In the records below, reproduce word for word the stretch from the line containing "As a warehouse robot's perception module, locate uniform" through the line containing "932,81,1343,896", including both of those lines.

Entries on finding named things:
<<<<
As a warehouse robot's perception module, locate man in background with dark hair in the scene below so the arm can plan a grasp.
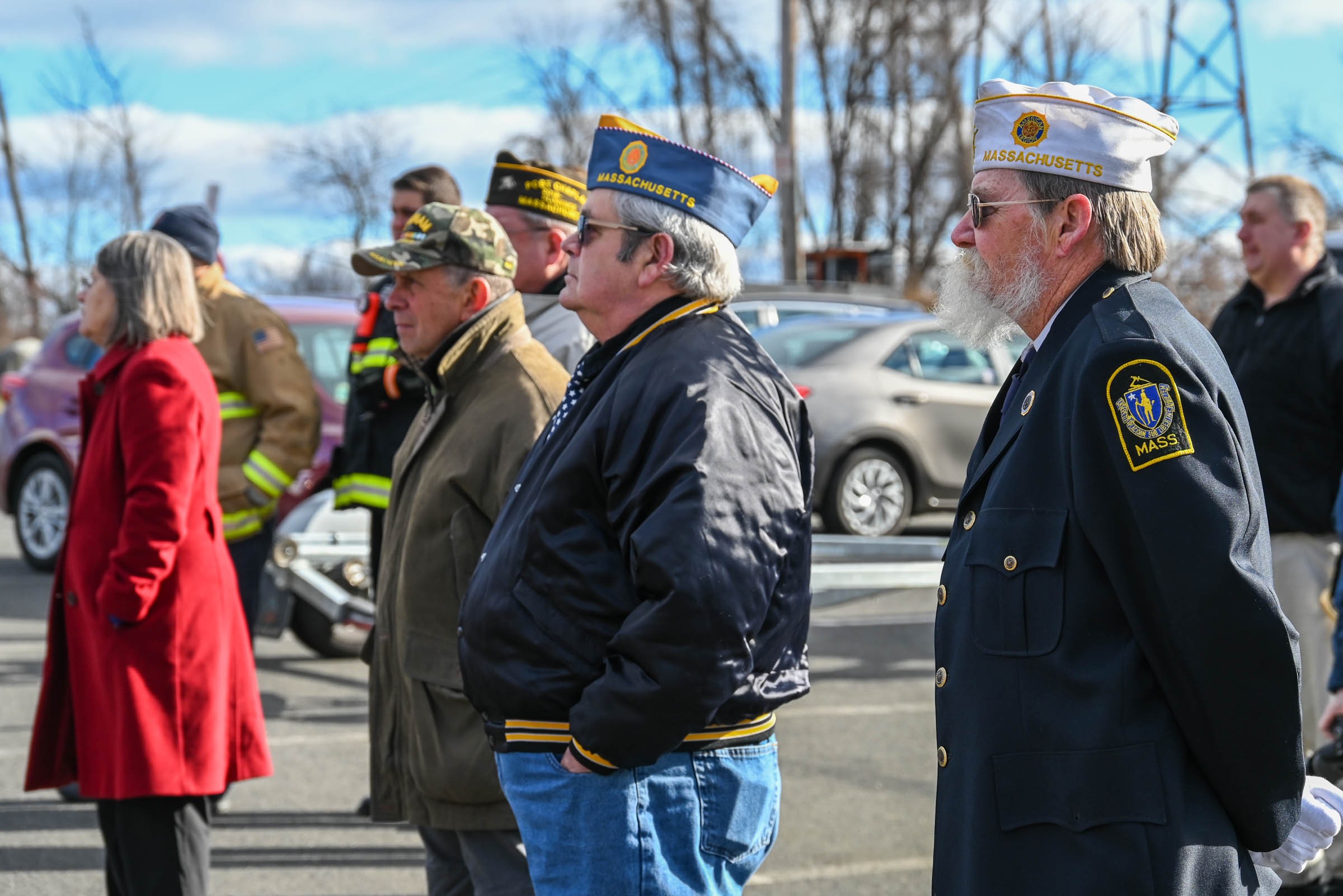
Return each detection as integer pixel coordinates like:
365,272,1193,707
1213,175,1343,896
332,165,462,584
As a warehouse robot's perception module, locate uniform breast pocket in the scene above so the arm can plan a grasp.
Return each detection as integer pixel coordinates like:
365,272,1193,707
966,508,1068,656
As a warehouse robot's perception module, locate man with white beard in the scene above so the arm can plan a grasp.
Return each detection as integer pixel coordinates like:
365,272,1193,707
932,81,1343,896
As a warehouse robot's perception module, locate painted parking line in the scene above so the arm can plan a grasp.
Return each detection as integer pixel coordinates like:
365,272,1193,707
0,728,368,759
746,856,932,888
779,703,933,719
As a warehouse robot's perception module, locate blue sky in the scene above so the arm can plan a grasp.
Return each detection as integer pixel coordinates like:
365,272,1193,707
0,0,1343,287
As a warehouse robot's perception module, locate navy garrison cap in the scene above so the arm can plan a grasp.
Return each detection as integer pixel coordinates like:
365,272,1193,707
149,202,219,264
588,115,779,246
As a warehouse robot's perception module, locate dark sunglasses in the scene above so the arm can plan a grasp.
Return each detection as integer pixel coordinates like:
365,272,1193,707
579,213,658,246
967,193,1058,230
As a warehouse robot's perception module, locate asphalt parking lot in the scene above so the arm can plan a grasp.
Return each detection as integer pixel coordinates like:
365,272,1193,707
0,518,946,896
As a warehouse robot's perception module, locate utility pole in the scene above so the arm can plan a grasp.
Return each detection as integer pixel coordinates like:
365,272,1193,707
0,78,41,336
775,0,805,283
1152,0,1255,223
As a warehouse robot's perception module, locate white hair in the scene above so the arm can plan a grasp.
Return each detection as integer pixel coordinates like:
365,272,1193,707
95,230,204,347
615,192,741,303
517,208,579,236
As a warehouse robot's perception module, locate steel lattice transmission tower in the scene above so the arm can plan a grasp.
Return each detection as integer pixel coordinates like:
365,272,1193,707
1152,0,1255,224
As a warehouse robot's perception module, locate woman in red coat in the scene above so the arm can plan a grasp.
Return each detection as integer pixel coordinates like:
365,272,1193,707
24,232,271,896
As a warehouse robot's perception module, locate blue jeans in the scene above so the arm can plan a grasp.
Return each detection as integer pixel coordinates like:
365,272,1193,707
496,737,782,896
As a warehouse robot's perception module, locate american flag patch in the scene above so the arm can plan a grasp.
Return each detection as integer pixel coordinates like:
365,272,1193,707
252,327,285,351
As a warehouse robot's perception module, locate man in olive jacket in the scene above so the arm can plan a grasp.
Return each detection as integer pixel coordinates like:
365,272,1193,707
350,202,568,896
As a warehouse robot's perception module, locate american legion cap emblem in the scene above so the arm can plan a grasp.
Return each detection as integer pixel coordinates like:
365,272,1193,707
1011,111,1049,149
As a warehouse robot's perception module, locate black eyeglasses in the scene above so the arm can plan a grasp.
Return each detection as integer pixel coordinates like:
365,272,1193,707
967,193,1058,230
579,213,659,246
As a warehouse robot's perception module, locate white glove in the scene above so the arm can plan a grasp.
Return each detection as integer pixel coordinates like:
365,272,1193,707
1250,775,1343,875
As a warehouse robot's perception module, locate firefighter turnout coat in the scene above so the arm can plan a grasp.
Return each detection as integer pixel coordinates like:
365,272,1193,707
196,264,321,542
332,276,424,510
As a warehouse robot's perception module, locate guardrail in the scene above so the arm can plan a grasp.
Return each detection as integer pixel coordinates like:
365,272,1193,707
273,532,947,619
811,535,947,605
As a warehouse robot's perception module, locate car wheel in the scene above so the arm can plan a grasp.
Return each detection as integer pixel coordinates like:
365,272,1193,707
822,448,913,535
289,598,368,660
13,452,70,573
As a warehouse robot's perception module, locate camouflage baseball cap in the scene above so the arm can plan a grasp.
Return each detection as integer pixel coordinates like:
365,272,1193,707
349,202,517,277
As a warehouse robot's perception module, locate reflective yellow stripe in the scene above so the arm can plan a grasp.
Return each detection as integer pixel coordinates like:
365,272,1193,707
219,392,256,420
333,474,392,510
243,449,294,498
349,337,396,373
224,504,275,542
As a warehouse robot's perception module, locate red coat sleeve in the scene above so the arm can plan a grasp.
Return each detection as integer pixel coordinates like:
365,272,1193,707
97,358,201,623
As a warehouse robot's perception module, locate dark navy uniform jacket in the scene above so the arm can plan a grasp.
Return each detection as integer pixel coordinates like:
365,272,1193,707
933,266,1304,896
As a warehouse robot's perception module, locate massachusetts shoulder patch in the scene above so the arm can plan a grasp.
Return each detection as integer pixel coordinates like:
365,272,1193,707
1105,361,1194,471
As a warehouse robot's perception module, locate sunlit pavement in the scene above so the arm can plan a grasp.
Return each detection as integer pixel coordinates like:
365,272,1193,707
0,516,946,896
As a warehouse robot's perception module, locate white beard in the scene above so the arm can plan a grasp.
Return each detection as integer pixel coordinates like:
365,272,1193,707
933,246,1046,349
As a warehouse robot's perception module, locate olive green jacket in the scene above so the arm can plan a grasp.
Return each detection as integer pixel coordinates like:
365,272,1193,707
365,293,568,830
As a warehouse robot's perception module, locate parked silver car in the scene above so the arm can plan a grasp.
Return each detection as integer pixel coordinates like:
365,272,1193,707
756,311,1026,535
728,283,919,333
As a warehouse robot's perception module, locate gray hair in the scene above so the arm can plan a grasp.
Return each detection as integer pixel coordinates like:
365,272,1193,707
1021,171,1166,273
1245,175,1328,257
615,192,741,303
95,230,204,347
517,208,579,236
443,264,513,302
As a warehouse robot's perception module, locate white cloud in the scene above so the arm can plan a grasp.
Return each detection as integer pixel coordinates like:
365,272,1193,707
3,0,639,64
1245,0,1343,37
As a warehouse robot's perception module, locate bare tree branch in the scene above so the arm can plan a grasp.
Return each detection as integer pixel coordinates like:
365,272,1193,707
274,114,397,248
41,7,157,230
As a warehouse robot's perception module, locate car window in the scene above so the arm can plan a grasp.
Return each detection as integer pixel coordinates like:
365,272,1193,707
66,333,102,370
773,304,845,323
885,341,914,377
908,330,998,385
289,323,350,404
1003,330,1030,364
756,322,867,367
728,304,760,330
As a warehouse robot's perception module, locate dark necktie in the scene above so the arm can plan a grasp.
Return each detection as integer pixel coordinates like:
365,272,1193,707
998,342,1035,427
545,354,591,441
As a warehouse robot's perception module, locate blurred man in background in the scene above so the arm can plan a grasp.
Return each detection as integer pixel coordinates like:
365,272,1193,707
1213,175,1343,893
932,79,1343,896
485,152,592,373
153,204,321,633
352,202,568,896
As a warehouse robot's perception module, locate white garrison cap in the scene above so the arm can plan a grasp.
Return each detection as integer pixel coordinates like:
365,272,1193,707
974,78,1179,193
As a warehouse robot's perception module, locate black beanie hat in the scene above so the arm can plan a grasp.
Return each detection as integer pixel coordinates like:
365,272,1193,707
151,202,219,264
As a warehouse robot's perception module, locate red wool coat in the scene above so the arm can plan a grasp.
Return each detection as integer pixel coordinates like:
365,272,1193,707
24,337,271,799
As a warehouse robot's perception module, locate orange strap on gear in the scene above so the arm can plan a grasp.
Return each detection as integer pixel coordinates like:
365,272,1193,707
383,361,402,398
349,293,383,354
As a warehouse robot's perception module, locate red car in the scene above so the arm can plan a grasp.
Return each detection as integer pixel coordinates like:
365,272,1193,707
0,295,359,570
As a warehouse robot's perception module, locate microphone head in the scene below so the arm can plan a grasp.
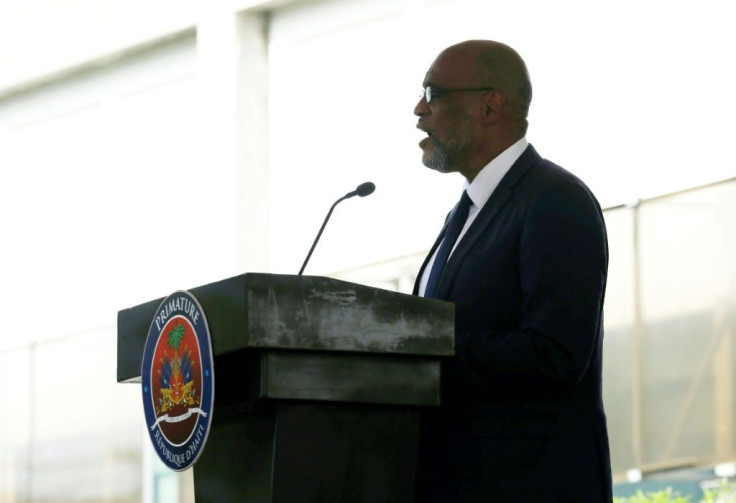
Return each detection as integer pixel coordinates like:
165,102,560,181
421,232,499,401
355,182,376,197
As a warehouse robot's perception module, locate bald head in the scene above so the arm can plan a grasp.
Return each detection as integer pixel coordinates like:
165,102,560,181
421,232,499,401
414,40,532,181
435,40,532,134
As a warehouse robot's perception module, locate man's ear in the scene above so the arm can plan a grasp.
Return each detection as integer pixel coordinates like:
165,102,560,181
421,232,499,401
483,89,506,119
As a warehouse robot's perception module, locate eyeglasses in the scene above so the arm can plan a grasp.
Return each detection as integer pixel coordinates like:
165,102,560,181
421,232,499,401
419,86,495,103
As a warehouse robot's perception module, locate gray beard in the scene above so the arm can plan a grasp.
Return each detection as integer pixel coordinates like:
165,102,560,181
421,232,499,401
423,128,470,173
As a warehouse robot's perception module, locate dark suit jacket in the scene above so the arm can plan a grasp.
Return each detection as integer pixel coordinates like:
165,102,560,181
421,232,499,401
415,146,611,503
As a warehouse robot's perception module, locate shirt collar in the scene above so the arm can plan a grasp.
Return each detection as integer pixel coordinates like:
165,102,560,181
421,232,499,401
464,137,529,208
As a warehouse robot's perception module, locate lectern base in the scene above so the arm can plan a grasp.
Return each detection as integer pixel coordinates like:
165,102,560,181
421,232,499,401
194,403,419,503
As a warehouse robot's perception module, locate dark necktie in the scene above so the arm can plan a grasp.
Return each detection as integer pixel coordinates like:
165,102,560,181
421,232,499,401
424,191,473,297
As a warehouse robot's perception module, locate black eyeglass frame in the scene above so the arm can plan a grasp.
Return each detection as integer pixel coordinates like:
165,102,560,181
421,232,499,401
419,85,496,104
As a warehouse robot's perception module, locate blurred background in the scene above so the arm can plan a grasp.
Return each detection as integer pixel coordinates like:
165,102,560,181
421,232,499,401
0,0,736,503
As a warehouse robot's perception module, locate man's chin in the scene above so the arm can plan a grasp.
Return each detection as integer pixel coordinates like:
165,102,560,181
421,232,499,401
422,150,454,173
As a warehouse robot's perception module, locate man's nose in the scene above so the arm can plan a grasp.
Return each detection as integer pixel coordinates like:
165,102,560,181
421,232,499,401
414,96,429,117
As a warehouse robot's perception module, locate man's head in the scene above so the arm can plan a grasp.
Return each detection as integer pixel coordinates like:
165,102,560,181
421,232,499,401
414,40,532,180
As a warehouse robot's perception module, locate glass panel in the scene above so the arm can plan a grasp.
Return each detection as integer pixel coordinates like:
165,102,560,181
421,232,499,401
603,208,635,472
640,182,736,465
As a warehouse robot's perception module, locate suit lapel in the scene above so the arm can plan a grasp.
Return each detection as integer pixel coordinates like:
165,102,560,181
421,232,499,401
434,145,542,299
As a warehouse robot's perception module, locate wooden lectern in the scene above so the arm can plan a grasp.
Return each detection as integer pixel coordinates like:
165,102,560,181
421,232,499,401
117,273,454,503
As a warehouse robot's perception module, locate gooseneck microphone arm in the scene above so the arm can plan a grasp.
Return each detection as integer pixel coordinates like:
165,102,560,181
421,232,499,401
299,182,376,276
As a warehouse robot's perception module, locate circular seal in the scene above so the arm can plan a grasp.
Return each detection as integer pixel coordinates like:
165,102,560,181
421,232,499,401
141,291,215,471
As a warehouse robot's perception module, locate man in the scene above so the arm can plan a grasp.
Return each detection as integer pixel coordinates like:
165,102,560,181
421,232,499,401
414,40,612,503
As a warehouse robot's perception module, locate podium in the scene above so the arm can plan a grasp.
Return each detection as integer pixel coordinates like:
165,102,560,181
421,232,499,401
117,273,454,503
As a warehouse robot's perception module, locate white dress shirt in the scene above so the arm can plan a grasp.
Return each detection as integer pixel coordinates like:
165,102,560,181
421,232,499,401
419,138,529,297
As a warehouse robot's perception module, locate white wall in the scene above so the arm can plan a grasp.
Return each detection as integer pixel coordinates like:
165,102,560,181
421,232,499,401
269,0,736,274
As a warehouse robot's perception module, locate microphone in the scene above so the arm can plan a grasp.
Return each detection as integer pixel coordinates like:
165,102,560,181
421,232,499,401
299,182,376,276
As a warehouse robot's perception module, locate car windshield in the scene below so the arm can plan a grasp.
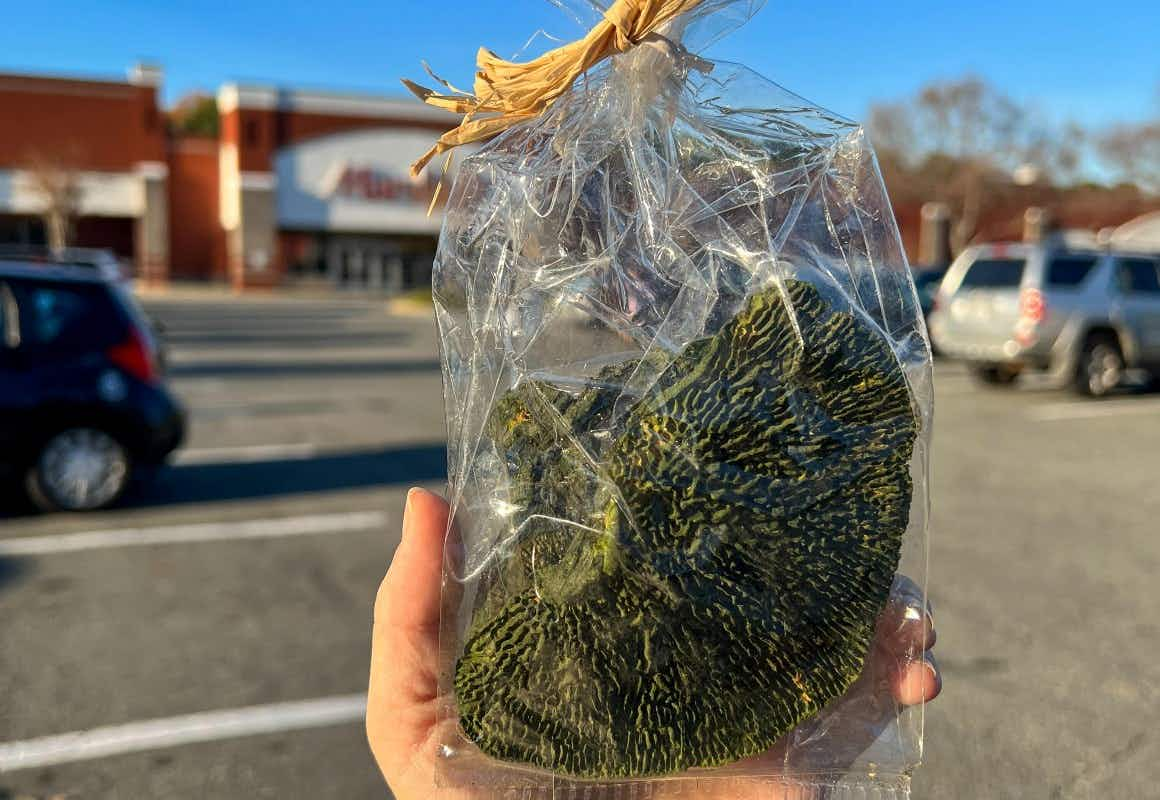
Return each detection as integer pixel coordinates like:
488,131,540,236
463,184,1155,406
1047,255,1096,286
914,270,944,289
959,259,1027,289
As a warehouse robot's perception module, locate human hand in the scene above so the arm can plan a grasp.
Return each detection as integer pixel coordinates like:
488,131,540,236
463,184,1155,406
367,489,942,800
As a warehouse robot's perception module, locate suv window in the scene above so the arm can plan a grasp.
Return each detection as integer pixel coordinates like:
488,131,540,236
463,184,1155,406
959,259,1027,289
13,281,125,352
1116,259,1160,294
1046,255,1096,286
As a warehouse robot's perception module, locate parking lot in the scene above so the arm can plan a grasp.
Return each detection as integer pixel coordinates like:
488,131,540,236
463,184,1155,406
0,294,1160,800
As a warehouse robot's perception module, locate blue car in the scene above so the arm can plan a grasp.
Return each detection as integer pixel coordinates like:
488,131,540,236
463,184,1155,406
0,261,186,511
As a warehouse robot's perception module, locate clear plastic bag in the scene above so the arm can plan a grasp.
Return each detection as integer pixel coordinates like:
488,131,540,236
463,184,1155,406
434,0,931,798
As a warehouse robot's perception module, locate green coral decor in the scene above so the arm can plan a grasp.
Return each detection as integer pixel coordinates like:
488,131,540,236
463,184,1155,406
455,279,918,778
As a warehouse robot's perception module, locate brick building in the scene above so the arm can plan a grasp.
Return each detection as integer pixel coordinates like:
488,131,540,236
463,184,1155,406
0,66,454,290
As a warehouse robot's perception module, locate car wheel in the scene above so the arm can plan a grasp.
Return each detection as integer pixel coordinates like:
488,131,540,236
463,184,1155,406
26,428,131,511
971,366,1018,386
1075,334,1124,398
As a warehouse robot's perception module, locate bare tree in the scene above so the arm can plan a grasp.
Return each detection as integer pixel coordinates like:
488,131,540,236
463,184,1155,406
1097,121,1160,194
869,77,1085,252
27,149,81,252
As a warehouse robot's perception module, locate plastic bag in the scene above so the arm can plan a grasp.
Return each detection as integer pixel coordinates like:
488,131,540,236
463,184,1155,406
433,0,931,798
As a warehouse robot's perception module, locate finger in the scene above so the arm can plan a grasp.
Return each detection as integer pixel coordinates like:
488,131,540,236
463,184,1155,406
890,653,942,706
367,489,448,776
375,488,449,633
876,575,936,654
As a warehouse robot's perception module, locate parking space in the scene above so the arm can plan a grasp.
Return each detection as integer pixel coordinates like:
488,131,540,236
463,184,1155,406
0,297,1160,800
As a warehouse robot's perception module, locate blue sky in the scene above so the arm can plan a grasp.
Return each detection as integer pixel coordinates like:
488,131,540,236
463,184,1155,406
0,0,1160,125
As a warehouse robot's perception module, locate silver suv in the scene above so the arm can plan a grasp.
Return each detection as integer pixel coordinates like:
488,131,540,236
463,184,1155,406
930,245,1160,395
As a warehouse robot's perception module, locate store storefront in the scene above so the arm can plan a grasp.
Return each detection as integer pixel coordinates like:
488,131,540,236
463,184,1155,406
0,66,452,292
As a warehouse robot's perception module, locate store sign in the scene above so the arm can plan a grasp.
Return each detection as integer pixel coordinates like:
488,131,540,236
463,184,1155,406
274,128,452,234
322,162,438,205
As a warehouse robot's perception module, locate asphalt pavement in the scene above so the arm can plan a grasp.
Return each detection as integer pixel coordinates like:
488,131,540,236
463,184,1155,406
0,294,1160,800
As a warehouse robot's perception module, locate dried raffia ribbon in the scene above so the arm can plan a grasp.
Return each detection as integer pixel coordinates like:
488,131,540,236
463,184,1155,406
403,0,701,185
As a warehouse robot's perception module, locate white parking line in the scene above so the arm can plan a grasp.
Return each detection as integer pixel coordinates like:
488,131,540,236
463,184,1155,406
1027,399,1160,422
173,442,318,464
0,694,367,773
0,511,387,555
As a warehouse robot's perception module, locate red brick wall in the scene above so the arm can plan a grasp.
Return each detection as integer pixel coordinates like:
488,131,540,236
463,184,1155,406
0,74,165,172
169,137,225,278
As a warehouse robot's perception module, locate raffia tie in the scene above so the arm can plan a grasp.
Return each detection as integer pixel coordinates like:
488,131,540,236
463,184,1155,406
403,0,701,176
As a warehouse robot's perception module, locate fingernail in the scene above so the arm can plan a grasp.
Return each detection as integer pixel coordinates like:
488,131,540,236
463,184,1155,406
403,486,419,539
922,653,942,700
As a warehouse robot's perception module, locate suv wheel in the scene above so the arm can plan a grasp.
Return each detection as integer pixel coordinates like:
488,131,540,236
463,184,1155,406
971,366,1020,386
26,428,130,511
1075,334,1124,398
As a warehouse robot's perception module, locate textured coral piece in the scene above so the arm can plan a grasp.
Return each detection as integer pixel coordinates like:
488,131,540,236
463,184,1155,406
455,281,918,778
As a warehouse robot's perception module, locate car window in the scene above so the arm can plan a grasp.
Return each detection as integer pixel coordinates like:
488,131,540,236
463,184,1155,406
1116,259,1160,294
16,282,124,352
1046,255,1097,288
959,259,1027,289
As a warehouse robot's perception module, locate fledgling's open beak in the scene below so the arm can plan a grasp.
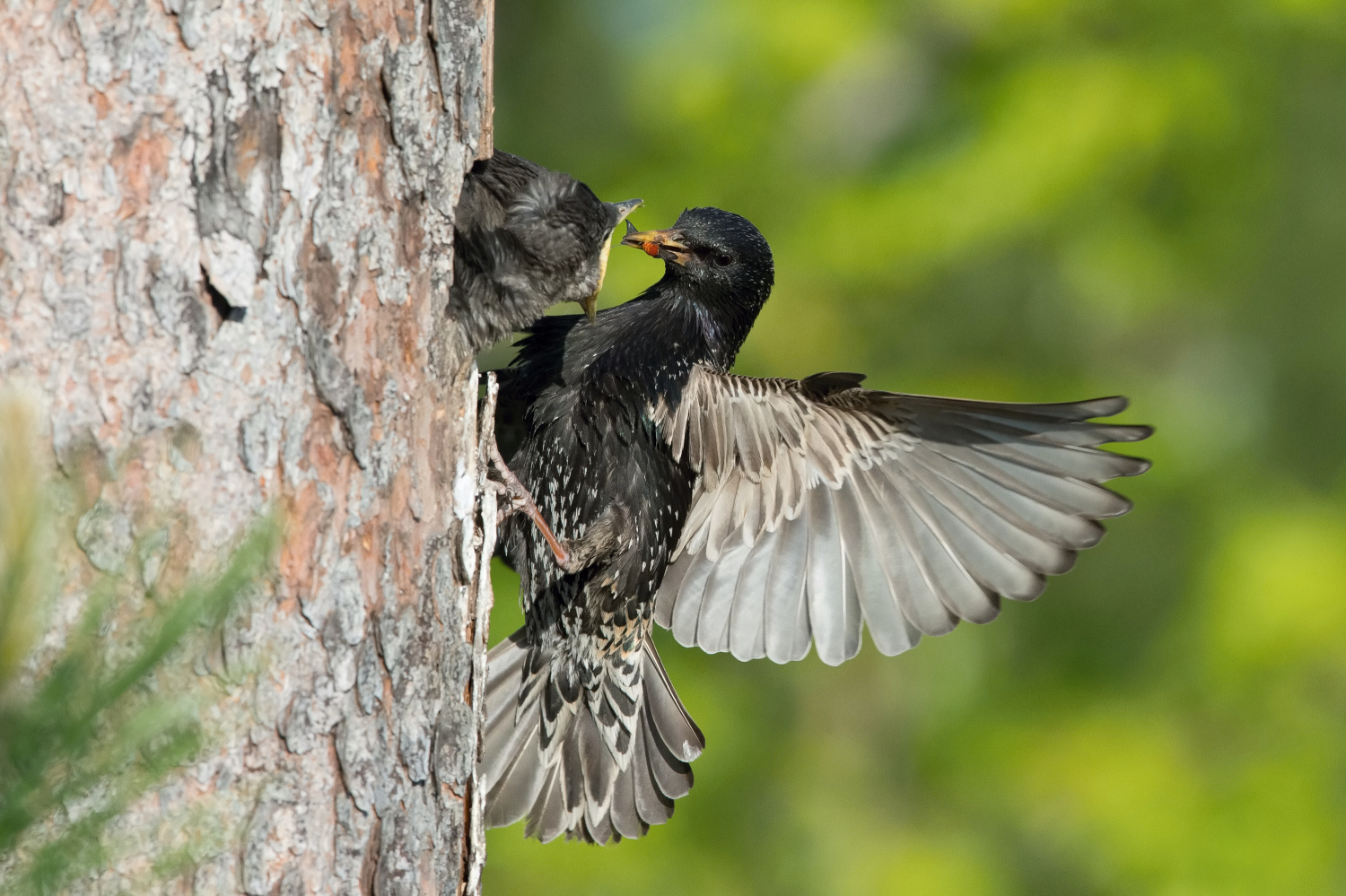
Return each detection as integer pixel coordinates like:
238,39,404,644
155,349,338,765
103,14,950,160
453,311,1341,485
581,199,645,320
622,221,692,265
607,199,645,222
>>>>
- Written solution:
As a warehouse robot's perception module, locate uniform breast pocket in the scene above so the arm can plan a grasp.
Return each detection as integer pixel coordinates like:
365,272,1193,707
966,508,1068,656
As a warehouse robot's perception module, locate man with white beard in the scene above so the arm can plan a grasp.
Return each detection as integer pixel coordinates like:
365,272,1193,707
932,81,1343,896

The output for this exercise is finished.